* [ФРАГМЕНТ ТЕКСТА]:
Архетипичность политической метафорики получила оформленный характер в теории концептуальной метафоры, согласно которой механизмы метафоризации бессознательны и определяются физическим опытом взаимодействия человека с окружающим миром. Таким образом, важным основанием для метафорического универсализма стала анатомо-физиологическая общность представителей homo sapiens, до некоторой степени предопределяющая закономерности мышления. Вместе с тем критики теории концептуальной метафоры нередко забывают, что согласно теории Дж. Лакоффа и М. Джонсона концептуальные метафоры согласованы с основными концептами той или иной культуры, что в принципе не только преодолевает недостатки культурного универсализма, но и не исключает диахронической вариативности политической метафорики.
Действительно, многие метафоры фиксируются исследователями в разных культурах и в разные времена. Так, метафоры болезней на протяжении долгого времени используются в разных государствах для представления Чужого, угрожающего здоровью общественного организма. К примеру, в эпоху королевы Елизаветы I и короля Якова I были очень распространены метафоры болезни Англии, а причины этих болезней общество усматривало в «чужеродных телах»: евреях, ведьмах, католиках. Подобные метафоры обнаруживаются и сотни лет спустя в риторике Адольфа Гитлера, и в современном политическом дискурсе, в котором метафоры болезни – значимое средство осмысления действительности и дискредитации политических оппонентов во многих странах. Конечно, сфера-мишень для морбиальных метафор варьируется в различные эпохи. Если в эпоху королевы Елизаветы католики могли метафорически представляться причинами заболеваний, то до реформы Генриха IV или в период правления Марии Кровавой вряд ли, но аргументативный потенциал сферы-источника активно используется в разные исторические эпохи и в разных странах.
Другим примером может служить антииммигрантский дискурс в США. Как показал американский исследователь Дж. О'Брайен, еще в начале XX в. для осмысления иммиграции использовались образы природных стихий, военного вторжения, животных, труднопереваемой пищи, т. е. метафоры, которые регулярно фиксируют американские исследователи в современной политической коммуникации.
Вместе с тем метафорическая система общественных представлений о политической реальности претерпевает со временем изменения. Эта вариативность системы политических метафор имеет два ракурса рассмотрения:
– корреляции между изменением политической ситуации и количеством метафор в политическом дискурсе;
– доминирование отдельных метафор и метафорических моделей в различные исторические периоды.

Извлечённые записи
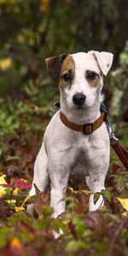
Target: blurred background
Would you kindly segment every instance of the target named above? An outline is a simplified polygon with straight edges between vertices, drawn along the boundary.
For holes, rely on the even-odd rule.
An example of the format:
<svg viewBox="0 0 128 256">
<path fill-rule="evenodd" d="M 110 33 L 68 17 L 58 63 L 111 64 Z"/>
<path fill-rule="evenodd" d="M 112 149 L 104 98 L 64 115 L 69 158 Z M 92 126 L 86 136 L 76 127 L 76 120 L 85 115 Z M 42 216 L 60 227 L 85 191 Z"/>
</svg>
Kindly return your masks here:
<svg viewBox="0 0 128 256">
<path fill-rule="evenodd" d="M 63 52 L 113 53 L 104 81 L 105 104 L 126 145 L 127 26 L 126 0 L 0 0 L 2 169 L 14 166 L 32 172 L 43 131 L 55 112 L 52 104 L 59 99 L 44 59 Z"/>
</svg>

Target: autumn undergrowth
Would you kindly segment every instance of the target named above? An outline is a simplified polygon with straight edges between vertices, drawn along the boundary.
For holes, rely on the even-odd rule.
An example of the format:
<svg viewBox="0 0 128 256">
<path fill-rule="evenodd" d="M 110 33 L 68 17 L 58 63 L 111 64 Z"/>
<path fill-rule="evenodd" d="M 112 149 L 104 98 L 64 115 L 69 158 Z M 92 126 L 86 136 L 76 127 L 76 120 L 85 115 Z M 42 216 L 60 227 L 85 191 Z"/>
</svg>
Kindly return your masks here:
<svg viewBox="0 0 128 256">
<path fill-rule="evenodd" d="M 43 133 L 55 112 L 52 103 L 41 108 L 30 101 L 0 102 L 0 255 L 127 256 L 128 172 L 113 153 L 99 211 L 88 212 L 90 192 L 76 180 L 69 181 L 67 211 L 57 219 L 51 218 L 49 200 L 42 218 L 26 212 L 27 204 L 37 201 L 27 195 Z M 124 131 L 119 136 L 126 146 Z"/>
</svg>

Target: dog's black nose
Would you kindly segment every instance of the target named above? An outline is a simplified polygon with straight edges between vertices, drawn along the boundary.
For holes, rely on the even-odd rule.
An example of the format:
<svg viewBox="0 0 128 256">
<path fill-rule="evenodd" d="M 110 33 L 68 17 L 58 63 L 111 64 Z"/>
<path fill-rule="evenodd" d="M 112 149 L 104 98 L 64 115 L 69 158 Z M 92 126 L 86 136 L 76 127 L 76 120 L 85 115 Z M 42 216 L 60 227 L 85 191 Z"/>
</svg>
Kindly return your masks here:
<svg viewBox="0 0 128 256">
<path fill-rule="evenodd" d="M 76 105 L 82 105 L 85 102 L 85 96 L 83 93 L 76 93 L 73 96 L 73 102 L 76 104 Z"/>
</svg>

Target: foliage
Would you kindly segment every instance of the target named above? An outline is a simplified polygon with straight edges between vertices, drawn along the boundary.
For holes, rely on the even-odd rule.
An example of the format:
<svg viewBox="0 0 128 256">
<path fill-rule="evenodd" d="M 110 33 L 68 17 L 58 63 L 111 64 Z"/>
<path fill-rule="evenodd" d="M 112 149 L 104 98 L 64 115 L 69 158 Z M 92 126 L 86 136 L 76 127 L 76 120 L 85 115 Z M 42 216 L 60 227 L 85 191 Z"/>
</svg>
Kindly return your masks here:
<svg viewBox="0 0 128 256">
<path fill-rule="evenodd" d="M 118 172 L 113 168 L 107 181 L 108 189 L 102 192 L 105 207 L 90 213 L 87 191 L 69 188 L 67 212 L 57 219 L 51 218 L 52 209 L 49 205 L 42 206 L 42 218 L 30 216 L 25 209 L 32 202 L 29 198 L 25 201 L 28 193 L 26 182 L 20 180 L 22 185 L 19 186 L 20 181 L 12 176 L 8 185 L 1 178 L 1 187 L 11 188 L 3 197 L 0 192 L 1 254 L 126 256 L 128 215 L 124 217 L 122 213 L 123 207 L 128 211 L 127 178 L 128 174 L 122 167 Z M 19 189 L 14 193 L 17 186 Z"/>
</svg>

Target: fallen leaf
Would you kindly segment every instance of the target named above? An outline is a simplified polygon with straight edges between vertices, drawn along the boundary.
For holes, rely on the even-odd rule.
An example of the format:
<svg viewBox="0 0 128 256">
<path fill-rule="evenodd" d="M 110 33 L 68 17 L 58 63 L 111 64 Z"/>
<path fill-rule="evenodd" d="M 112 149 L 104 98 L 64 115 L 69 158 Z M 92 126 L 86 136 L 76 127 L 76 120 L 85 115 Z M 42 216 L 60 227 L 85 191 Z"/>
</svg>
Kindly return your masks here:
<svg viewBox="0 0 128 256">
<path fill-rule="evenodd" d="M 119 198 L 117 197 L 118 201 L 121 203 L 125 210 L 128 212 L 128 198 Z"/>
</svg>

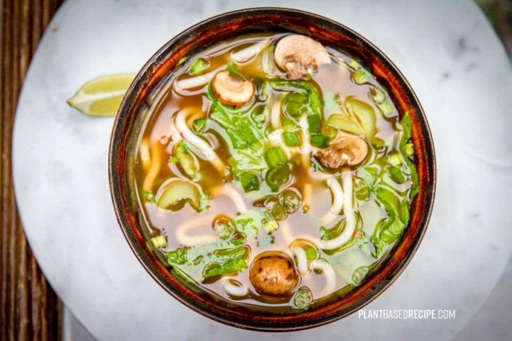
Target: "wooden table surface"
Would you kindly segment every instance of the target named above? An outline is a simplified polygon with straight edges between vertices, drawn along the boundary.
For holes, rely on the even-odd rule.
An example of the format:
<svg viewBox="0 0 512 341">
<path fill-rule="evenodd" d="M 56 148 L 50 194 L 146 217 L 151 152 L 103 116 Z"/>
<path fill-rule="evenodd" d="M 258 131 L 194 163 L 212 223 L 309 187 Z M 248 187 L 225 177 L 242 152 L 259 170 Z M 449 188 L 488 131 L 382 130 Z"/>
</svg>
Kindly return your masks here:
<svg viewBox="0 0 512 341">
<path fill-rule="evenodd" d="M 0 340 L 3 341 L 60 338 L 62 305 L 39 268 L 23 232 L 13 189 L 11 150 L 13 122 L 24 78 L 45 29 L 61 2 L 0 1 Z"/>
</svg>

* [ЗАДАНИЯ]:
a) Ответьте на вопросы по тексту о политических метафорах:
(i) Согласно теории каких авторов концептуальные метафоры согласованы с основными концептами той или иной культуры?
(ii) В ком общество эпохи Елизаветы I и Якова I усматривало «чужеродные тела», вызывающие болезни Англии?
(iii) Какой американский исследователь изучал образы, с помощью которых осмыслялась иммиграция в начале XX в.?
b) Допишите следующую часть текста о политических метафорах после его последней фразы.

* [ОТВЕТЫ К ЗАДАНИЯМ]:
a)
(i) Дж. Лакоффа и М. Джонсона.
(ii) В евреях, ведьмах и католиках.
(iii) Дж. О'Брайен.

b)
Отправной точкой для исследований первого направления послужила опубликованная в 1991 г. работа К. де Ландтсхеер [Landtsheer 1991], в которой с помощью методов контент-анализа было доказано, что между частотностью метафор и общественными кризисами существует взаимозависимость. Исследовав голландский политический дискурс за период 1831–1981 гг., К. де Ландтсхеер удалось показать, что количество метафор увеличивается в периоды общественно-политических кризисов. Эти наблюдения послужили подтверждением того, что метафора является важным средством разрешения проблемной ситуации, и впоследствии легли в основу комбинаторной теории кризисной коммуникации (CCC-theory). В очередном исследовании К. де Ландсхеер и Д. Вертессен, сопоставив метафорику бельгийского предвыборного дискурса с метафорикой дискурса в периоды между выборами, обнаружили, что количество метафор увеличивается в предвыборный период.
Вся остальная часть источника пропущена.